→ **QUESTIONS TO ANSWER**:
**A)** Reproduce the passage on pandemic preparedness from "However, in an" up to and including "but a certainty.".
**B)** In the passage on pandemic preparedness, condense the paragraph beginning "However, in an effort to better prepare" into a shorter version that keeps its main facts.

→ **PASSAGE TO READ**:
=======
Building a Resilient Future
One of the factors which made the COVID-19 crisis so hard to deal with, was how unprepared we were for a pandemic of this magnitude. While scientists had long suggested that viruses were the greatest threat to our species, and many had been making some preparations for an eventuality such as this, we were still woefully unprepared when SARS-COV-2 came knocking.
However, in an effort to better prepare for such a crisis in the future, we are now seeing an increase in demand for cold chain storage properties. Obviously, cold storage was critical during the COVID crisis – especially when it came to the vaccine rollout – but much of the United States’ cold chain warehouse infrastructure is over 40 years old, and technology has come a long way since then.
While temperature-controlled warehouses are expensive to develop – costing roughly twice as much to build as their conventional counterparts – they are likely to be critical should we face this kind of crisis again in the future – something experts say is all but a certainty.
=======
→ **GIVEN DATA**:
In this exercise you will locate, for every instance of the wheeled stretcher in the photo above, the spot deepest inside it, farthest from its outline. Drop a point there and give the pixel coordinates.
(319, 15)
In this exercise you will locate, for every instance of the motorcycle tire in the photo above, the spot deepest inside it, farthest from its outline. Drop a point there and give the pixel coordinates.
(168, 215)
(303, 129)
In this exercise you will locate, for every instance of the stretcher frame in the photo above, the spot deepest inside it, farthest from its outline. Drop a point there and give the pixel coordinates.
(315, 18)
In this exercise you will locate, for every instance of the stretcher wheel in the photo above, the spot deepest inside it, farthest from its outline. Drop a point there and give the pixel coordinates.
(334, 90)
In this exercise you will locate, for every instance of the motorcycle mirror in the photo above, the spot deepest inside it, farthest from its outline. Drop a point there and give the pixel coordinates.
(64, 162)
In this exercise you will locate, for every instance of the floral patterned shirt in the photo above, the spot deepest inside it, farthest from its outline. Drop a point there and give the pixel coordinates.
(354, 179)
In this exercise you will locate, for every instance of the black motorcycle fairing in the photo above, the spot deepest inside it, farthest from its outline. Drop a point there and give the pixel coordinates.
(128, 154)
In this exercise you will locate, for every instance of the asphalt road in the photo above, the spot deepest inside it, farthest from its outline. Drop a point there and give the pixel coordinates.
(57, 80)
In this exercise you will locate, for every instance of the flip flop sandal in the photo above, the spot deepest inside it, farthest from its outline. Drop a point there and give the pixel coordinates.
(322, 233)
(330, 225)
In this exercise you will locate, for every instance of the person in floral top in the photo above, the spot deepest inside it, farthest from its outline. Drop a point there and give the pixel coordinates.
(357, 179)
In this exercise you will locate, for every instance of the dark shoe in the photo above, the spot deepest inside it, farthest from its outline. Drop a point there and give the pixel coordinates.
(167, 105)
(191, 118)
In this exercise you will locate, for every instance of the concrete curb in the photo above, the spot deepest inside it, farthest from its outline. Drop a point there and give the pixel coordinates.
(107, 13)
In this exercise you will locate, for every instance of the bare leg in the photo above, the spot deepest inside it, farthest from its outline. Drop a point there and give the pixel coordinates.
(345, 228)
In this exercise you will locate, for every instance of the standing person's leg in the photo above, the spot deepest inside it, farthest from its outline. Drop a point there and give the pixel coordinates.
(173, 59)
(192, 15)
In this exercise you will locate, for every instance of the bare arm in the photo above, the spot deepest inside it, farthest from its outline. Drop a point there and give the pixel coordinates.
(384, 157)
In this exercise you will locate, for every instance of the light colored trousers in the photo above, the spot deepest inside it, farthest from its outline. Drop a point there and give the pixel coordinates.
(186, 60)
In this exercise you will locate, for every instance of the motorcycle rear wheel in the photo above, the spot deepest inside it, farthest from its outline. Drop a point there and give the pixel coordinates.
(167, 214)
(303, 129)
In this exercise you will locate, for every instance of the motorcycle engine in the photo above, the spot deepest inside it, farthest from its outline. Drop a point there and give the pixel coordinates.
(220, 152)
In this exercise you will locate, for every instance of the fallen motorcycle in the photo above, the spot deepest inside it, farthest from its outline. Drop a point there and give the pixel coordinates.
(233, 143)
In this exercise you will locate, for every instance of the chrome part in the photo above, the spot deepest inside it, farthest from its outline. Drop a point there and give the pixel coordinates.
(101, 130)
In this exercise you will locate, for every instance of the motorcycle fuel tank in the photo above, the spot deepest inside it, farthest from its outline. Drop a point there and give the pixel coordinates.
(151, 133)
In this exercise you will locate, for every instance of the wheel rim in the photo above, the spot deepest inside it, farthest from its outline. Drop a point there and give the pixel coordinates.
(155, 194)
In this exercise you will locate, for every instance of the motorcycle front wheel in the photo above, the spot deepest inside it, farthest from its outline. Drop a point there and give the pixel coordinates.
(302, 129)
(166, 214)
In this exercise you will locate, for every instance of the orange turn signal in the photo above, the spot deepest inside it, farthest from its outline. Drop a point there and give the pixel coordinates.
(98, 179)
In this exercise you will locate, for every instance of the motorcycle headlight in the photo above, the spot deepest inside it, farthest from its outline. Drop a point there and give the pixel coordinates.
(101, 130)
=======
→ **EXERCISE RESPONSES**:
**A)**
However, in an effort to better prepare for such a crisis in the future, we are now seeing an increase in demand for cold chain storage properties. Obviously, cold storage was critical during the COVID crisis – especially when it came to the vaccine rollout – but much of the United States’ cold chain warehouse infrastructure is over 40 years old, and technology has come a long way since then.
While temperature-controlled warehouses are expensive to develop – costing roughly twice as much to build as their conventional counterparts – they are likely to be critical should we face this kind of crisis again in the future – something experts say is all but a certainty.

**B)** To prepare better for future crises, demand for cold chain storage properties is rising. Cold storage was critical during COVID, especially for the vaccine rollout, but much of the United States' cold chain warehouse infrastructure is over 40 years old, and technology has advanced considerably since then.